>> BEGIN

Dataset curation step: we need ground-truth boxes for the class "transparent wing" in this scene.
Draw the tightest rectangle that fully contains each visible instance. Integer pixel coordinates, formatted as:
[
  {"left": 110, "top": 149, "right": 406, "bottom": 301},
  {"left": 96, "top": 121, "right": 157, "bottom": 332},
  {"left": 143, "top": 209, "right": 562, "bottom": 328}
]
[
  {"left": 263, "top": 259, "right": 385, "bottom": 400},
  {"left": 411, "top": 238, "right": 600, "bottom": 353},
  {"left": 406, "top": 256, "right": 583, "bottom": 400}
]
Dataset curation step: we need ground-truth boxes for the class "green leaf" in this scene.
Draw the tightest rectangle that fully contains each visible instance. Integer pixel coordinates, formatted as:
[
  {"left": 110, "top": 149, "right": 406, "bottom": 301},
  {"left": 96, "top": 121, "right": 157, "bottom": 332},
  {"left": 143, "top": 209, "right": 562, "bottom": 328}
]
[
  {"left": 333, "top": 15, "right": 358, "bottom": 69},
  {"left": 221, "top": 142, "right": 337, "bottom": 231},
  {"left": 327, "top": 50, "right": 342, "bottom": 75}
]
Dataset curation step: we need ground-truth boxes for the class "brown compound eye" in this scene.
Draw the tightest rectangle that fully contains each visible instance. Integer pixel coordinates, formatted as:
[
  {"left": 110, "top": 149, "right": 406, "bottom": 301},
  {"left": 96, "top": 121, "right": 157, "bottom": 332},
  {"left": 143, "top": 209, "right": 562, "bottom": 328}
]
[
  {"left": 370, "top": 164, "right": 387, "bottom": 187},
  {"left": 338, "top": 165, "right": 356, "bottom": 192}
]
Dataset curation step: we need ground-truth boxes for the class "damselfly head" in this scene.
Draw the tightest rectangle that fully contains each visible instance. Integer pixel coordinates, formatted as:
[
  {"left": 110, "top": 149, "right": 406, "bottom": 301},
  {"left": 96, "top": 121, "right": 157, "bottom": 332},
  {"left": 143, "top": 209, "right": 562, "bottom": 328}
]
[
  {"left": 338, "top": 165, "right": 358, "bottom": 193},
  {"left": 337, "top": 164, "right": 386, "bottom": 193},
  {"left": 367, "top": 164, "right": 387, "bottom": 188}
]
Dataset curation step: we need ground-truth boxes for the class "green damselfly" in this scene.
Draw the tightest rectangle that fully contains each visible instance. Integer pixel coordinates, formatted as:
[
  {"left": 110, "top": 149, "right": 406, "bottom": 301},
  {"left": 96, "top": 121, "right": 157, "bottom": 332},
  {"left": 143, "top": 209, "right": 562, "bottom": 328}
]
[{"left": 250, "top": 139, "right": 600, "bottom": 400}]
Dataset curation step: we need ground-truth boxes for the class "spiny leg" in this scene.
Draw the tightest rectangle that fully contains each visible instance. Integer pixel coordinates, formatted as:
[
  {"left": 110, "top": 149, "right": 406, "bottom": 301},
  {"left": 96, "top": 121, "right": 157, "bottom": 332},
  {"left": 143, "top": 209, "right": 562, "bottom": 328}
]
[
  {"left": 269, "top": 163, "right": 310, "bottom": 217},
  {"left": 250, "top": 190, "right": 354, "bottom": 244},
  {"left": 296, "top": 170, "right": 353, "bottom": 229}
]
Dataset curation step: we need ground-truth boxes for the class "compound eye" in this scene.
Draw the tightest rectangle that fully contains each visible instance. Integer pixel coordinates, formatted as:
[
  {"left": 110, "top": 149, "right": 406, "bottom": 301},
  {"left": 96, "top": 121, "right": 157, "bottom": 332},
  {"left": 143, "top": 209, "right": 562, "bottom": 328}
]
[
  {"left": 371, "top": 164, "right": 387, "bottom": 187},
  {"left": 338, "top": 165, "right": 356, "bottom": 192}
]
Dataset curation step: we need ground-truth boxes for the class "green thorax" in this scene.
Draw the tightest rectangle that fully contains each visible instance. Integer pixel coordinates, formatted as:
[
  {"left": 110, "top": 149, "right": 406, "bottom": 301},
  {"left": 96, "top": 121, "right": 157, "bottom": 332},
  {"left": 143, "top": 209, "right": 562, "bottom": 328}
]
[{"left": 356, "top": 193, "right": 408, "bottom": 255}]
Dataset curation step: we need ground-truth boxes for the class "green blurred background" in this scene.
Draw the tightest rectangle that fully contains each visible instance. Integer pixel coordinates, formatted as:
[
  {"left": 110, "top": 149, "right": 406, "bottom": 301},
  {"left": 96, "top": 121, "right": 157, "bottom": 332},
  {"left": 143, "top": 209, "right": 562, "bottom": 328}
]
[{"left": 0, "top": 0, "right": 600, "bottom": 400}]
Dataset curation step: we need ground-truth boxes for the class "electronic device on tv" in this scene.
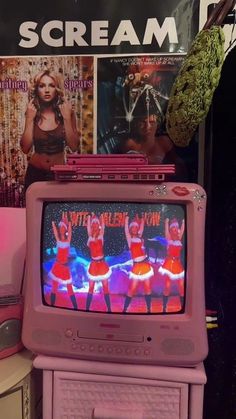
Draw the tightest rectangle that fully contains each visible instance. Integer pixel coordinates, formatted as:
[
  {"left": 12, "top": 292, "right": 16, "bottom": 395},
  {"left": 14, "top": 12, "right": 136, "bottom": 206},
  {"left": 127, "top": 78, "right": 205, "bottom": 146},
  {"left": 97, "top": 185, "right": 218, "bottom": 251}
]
[
  {"left": 23, "top": 182, "right": 208, "bottom": 366},
  {"left": 51, "top": 162, "right": 175, "bottom": 182},
  {"left": 66, "top": 153, "right": 148, "bottom": 166}
]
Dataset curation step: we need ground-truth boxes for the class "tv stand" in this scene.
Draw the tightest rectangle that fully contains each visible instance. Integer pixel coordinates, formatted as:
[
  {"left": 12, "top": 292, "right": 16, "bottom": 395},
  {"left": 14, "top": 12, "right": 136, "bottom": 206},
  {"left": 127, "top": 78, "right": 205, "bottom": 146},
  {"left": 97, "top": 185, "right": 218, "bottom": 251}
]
[{"left": 34, "top": 355, "right": 206, "bottom": 419}]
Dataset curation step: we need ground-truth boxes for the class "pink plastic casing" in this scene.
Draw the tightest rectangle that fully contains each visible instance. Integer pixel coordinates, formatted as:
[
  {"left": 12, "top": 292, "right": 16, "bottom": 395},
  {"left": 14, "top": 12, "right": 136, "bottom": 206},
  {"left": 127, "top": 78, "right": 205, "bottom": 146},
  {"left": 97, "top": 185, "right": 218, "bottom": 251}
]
[
  {"left": 23, "top": 182, "right": 208, "bottom": 366},
  {"left": 0, "top": 303, "right": 23, "bottom": 359}
]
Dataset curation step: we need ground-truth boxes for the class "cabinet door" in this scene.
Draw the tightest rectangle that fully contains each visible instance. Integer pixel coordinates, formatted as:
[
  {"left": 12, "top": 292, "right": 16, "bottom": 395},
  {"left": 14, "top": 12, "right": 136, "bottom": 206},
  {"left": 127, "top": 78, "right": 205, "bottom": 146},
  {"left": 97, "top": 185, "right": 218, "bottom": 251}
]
[{"left": 53, "top": 371, "right": 188, "bottom": 419}]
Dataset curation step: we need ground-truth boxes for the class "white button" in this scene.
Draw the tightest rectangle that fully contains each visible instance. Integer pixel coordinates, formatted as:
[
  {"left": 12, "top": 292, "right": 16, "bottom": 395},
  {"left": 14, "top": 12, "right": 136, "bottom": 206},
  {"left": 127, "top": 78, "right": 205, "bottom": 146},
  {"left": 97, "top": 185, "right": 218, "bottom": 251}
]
[{"left": 65, "top": 329, "right": 73, "bottom": 338}]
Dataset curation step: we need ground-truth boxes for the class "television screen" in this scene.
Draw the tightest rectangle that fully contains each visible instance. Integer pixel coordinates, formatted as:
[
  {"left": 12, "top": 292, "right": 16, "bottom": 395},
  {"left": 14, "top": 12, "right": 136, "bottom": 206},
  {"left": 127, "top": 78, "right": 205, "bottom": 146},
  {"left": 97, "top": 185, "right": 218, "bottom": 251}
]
[
  {"left": 41, "top": 201, "right": 186, "bottom": 315},
  {"left": 22, "top": 181, "right": 208, "bottom": 366}
]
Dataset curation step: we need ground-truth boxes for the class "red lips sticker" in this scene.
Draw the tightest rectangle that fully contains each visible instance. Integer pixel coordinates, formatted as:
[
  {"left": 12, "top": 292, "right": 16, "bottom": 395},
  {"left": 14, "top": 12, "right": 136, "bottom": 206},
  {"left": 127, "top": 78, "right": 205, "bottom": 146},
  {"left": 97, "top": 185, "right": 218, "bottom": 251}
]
[{"left": 172, "top": 186, "right": 190, "bottom": 196}]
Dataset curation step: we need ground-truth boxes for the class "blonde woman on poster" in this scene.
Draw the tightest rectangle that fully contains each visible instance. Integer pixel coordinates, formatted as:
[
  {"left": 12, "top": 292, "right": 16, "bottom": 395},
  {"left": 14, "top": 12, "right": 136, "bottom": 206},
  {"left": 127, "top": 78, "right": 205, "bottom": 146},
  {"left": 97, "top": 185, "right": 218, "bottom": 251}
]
[{"left": 20, "top": 70, "right": 79, "bottom": 190}]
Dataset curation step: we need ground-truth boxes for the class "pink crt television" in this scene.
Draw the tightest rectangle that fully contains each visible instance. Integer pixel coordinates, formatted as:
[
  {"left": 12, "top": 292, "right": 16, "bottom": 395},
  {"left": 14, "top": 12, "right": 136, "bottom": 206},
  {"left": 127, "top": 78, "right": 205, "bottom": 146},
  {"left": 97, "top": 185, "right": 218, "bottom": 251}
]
[{"left": 23, "top": 182, "right": 208, "bottom": 366}]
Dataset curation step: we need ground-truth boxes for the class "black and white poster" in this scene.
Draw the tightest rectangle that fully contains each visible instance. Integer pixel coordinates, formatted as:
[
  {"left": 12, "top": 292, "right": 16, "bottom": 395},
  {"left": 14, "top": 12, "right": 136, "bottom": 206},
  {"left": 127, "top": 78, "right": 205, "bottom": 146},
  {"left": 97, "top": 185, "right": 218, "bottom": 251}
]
[{"left": 0, "top": 0, "right": 199, "bottom": 206}]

>> END

__Stated problem__.
List every line of the data above that contains the word "poster", reproducing each such line in full.

__Exercise response__.
Dataset curation step: we need ground-truth boxes for the class "blonde woman on poster" in this scene.
Dataset curation step: we need ground-truth boxes for the class "black and white poster" in this scene.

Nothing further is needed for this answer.